▶ [Exercise]
Copy out every line of the items below word for word, but leave the pictures out of your answer.

============================================================

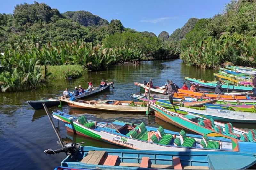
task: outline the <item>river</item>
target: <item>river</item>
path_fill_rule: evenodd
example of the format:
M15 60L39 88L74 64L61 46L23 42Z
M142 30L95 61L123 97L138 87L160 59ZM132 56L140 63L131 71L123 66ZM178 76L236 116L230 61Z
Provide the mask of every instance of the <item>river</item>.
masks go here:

============================================================

▶ [Worked answer]
task: outline the <item>river</item>
target: <item>river</item>
path_fill_rule: evenodd
example of the format:
M15 60L39 88L74 64L61 46L23 42Z
M142 30L95 61L123 97L138 87L160 59ZM132 56L140 63L131 71L123 66ZM178 76L236 116L230 61Z
Provide the mask of every instance of the <item>river</item>.
masks go here:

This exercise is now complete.